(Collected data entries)

** BEGIN **

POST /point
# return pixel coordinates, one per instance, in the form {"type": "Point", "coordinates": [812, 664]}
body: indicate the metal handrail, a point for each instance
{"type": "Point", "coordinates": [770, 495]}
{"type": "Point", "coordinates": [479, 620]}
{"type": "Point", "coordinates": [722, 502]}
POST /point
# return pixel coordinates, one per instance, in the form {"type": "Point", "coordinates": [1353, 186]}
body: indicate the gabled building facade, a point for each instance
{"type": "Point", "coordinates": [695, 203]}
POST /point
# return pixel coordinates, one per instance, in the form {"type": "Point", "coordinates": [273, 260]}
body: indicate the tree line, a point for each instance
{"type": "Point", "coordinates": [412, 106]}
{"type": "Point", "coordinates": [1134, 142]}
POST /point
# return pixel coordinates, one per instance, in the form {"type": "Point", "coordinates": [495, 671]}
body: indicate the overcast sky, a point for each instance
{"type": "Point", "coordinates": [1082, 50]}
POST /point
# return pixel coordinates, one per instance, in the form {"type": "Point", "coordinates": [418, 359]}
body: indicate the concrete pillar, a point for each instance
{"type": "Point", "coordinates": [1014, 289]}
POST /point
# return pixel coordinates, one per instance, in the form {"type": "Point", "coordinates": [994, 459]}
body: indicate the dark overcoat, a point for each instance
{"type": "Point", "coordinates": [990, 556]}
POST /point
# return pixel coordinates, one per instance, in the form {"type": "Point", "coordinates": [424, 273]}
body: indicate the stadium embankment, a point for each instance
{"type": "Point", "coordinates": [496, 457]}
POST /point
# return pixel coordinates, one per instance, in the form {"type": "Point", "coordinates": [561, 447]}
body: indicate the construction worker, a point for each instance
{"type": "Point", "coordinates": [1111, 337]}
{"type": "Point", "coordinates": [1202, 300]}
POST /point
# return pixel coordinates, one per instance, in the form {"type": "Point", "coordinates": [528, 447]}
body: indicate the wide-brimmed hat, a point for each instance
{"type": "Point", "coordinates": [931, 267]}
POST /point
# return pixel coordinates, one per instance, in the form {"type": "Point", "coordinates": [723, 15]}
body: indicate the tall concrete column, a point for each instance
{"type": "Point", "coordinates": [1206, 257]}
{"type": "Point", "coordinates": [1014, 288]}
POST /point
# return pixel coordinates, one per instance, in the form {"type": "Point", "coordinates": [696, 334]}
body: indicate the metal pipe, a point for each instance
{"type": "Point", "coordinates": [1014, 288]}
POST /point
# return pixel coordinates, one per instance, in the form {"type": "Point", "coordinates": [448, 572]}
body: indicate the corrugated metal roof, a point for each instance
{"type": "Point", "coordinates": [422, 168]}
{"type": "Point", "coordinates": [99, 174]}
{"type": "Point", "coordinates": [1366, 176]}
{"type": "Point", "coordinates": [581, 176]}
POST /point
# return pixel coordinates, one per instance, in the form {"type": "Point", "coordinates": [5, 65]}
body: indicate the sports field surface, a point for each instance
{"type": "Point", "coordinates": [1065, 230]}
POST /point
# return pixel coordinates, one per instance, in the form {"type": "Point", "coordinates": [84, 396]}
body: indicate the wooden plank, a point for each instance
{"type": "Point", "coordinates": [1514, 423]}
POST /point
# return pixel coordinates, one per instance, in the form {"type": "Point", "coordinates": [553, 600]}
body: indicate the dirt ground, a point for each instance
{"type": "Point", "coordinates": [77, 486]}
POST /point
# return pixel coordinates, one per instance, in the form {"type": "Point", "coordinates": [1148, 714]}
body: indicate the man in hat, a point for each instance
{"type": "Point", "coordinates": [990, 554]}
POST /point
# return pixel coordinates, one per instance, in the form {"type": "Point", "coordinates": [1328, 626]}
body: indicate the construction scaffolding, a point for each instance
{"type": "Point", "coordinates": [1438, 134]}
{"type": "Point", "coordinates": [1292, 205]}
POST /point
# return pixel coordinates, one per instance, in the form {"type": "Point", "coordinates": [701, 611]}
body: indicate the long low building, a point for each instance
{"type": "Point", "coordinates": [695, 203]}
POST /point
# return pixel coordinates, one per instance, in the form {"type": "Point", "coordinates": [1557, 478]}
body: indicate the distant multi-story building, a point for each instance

** END **

Reproduce each entry word for word.

Task response:
POST /point
# return pixel coordinates, one per instance, in the form {"type": "Point", "coordinates": [812, 664]}
body: indicate the metal handrail, a point for each instance
{"type": "Point", "coordinates": [770, 495]}
{"type": "Point", "coordinates": [479, 620]}
{"type": "Point", "coordinates": [722, 502]}
POST /point
# return pixel coordinates, one per instance, in the form {"type": "Point", "coordinates": [1353, 186]}
body: indicate the gabled building facade, a point for each instance
{"type": "Point", "coordinates": [695, 203]}
POST /point
# return pixel coordinates, one per instance, in the form {"type": "Point", "coordinates": [273, 260]}
body: indicate the tree line, a point for each instance
{"type": "Point", "coordinates": [412, 106]}
{"type": "Point", "coordinates": [1134, 142]}
POST /point
# return pixel coordinates, one per instance, in the form {"type": "Point", "coordinates": [495, 671]}
body: indicate the overcast sky, a point for each instance
{"type": "Point", "coordinates": [1082, 50]}
POST /point
# return pixel coordinates, one per instance, in the form {"type": "Point", "coordinates": [418, 359]}
body: indicate the concrete pillar, a point for each instance
{"type": "Point", "coordinates": [1014, 289]}
POST /point
# return pixel coordinates, one per instance, in the form {"type": "Point", "coordinates": [994, 459]}
body: indicate the dark overcoat, a point for each instance
{"type": "Point", "coordinates": [990, 556]}
POST /point
# return pixel coordinates, one per instance, in the form {"type": "Point", "coordinates": [424, 273]}
body: indicate the stadium embankment, a point for each instance
{"type": "Point", "coordinates": [496, 457]}
POST /point
# return pixel coordinates, one per instance, in the form {"type": "Point", "coordinates": [561, 447]}
body: indicate the construction worker, a point for each instance
{"type": "Point", "coordinates": [1111, 337]}
{"type": "Point", "coordinates": [1202, 300]}
POST /point
# return pixel coordinates, one per instance, in the form {"type": "Point", "coordinates": [528, 447]}
body: indicate the wide-brimmed hat, a point for each instance
{"type": "Point", "coordinates": [931, 267]}
POST /point
# return pixel coordinates, one per instance, in the form {"type": "Point", "coordinates": [723, 15]}
body: indicate the tall concrete column, a point for each instance
{"type": "Point", "coordinates": [1206, 257]}
{"type": "Point", "coordinates": [1014, 288]}
POST /point
# return pixel coordinates, one per instance, in the form {"type": "Point", "coordinates": [696, 334]}
body: indicate the metal pipe, a point for each instance
{"type": "Point", "coordinates": [1014, 288]}
POST /point
# return pixel coordinates, one per instance, in the form {"type": "Point", "coordinates": [448, 572]}
body: indicate the corrugated metal roof, a point for each instance
{"type": "Point", "coordinates": [422, 168]}
{"type": "Point", "coordinates": [99, 174]}
{"type": "Point", "coordinates": [1366, 176]}
{"type": "Point", "coordinates": [581, 176]}
POST /point
# return pixel coordinates, one per instance, in the form {"type": "Point", "coordinates": [5, 65]}
body: indicate the sports field surface, a point for each instance
{"type": "Point", "coordinates": [1065, 230]}
POST /point
# return pixel coordinates, one per instance, in the form {"type": "Point", "coordinates": [84, 396]}
body: indicate the wooden plank, a point for each instance
{"type": "Point", "coordinates": [1514, 423]}
POST /point
# return pixel coordinates, one per instance, in the form {"type": "Point", "coordinates": [553, 600]}
body: indicate the dirt ground, a point for each instance
{"type": "Point", "coordinates": [77, 486]}
POST /point
# return pixel coordinates, one per instance, in the form {"type": "Point", "coordinates": [1148, 714]}
body: indicate the man in hat, a point for each instance
{"type": "Point", "coordinates": [990, 554]}
POST /point
# return pixel coordinates, one per instance, in the form {"type": "Point", "coordinates": [1328, 626]}
body: indicate the construction scaffolding, a point for each instance
{"type": "Point", "coordinates": [1438, 134]}
{"type": "Point", "coordinates": [1292, 205]}
POST /point
# return pixel coordinates, one per instance, in the form {"type": "Point", "coordinates": [701, 611]}
body: indicate the long low building, a point for each instance
{"type": "Point", "coordinates": [695, 203]}
POST /point
# return pixel coordinates, one per instance, in the form {"type": "Point", "coordinates": [1557, 478]}
body: indicate the distant multi-story building, a point for each instance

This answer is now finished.